## start Raw data

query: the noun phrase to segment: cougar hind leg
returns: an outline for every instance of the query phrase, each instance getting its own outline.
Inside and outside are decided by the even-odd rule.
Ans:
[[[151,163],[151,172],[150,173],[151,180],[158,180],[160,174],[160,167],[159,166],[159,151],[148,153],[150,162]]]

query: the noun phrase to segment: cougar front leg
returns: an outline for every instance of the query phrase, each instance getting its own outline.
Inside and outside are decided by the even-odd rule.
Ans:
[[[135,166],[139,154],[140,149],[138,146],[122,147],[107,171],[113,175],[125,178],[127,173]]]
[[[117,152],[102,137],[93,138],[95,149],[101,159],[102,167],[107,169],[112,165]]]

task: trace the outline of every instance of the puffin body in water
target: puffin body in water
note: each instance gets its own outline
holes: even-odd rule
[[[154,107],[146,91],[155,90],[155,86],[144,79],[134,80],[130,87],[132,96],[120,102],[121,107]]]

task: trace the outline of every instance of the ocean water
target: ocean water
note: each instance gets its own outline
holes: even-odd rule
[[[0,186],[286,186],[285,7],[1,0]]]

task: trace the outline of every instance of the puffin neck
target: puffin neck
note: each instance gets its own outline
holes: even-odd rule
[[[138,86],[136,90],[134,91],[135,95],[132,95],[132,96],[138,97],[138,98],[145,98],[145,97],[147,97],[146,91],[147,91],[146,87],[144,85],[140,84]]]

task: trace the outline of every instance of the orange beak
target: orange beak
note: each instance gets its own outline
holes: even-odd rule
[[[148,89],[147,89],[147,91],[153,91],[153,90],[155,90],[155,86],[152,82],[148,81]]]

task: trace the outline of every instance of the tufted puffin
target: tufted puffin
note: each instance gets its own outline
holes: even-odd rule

## end Raw data

- _Required work_: Update all the lines above by replacing "even-odd rule" with "nonzero winding rule" wherever it appears. Leave everything else unchanged.

- _Exercise solution_:
query: the noun phrase to segment: cougar hind leg
returns: an outline for every instance of the query phrase, each instance getting its own outline.
Inside and outside are decided by the nonzero winding rule.
Ans:
[[[151,163],[151,172],[150,173],[151,180],[158,180],[160,174],[160,167],[159,166],[159,151],[148,153],[150,162]]]

query: the noun phrase to segment: cougar front leg
returns: an outline for every instance of the query phrase, each instance getting its own outline.
Inside and outside are decided by the nonzero winding rule.
Ans:
[[[135,166],[139,154],[140,149],[138,146],[122,147],[107,171],[113,175],[125,178],[127,173]]]
[[[117,152],[102,137],[93,138],[95,149],[101,159],[102,167],[107,169],[112,165]]]

task: trace the outline of every instance of the puffin body in water
target: puffin body in water
note: each instance gets its own outline
holes: nonzero winding rule
[[[154,107],[146,91],[155,90],[155,86],[144,79],[134,80],[130,87],[132,96],[120,102],[121,107]]]

task: trace the outline of every instance of the ocean water
target: ocean water
note: each instance gets its own outline
holes: nonzero winding rule
[[[0,186],[286,186],[285,7],[1,0]]]

task: trace the outline of every instance of the puffin neck
target: puffin neck
note: each instance gets its own outline
holes: nonzero winding rule
[[[138,86],[136,90],[134,91],[135,95],[132,95],[132,96],[138,97],[138,98],[145,98],[145,97],[147,97],[146,91],[147,91],[146,87],[144,85],[140,84]]]

task: trace the outline of every instance of the orange beak
target: orange beak
note: each instance gets its own outline
holes: nonzero winding rule
[[[148,89],[147,89],[147,91],[153,91],[153,90],[155,90],[155,86],[152,82],[148,81]]]

task: trace the outline of every instance of the tufted puffin
target: tufted puffin
note: each instance gets its own outline
holes: nonzero winding rule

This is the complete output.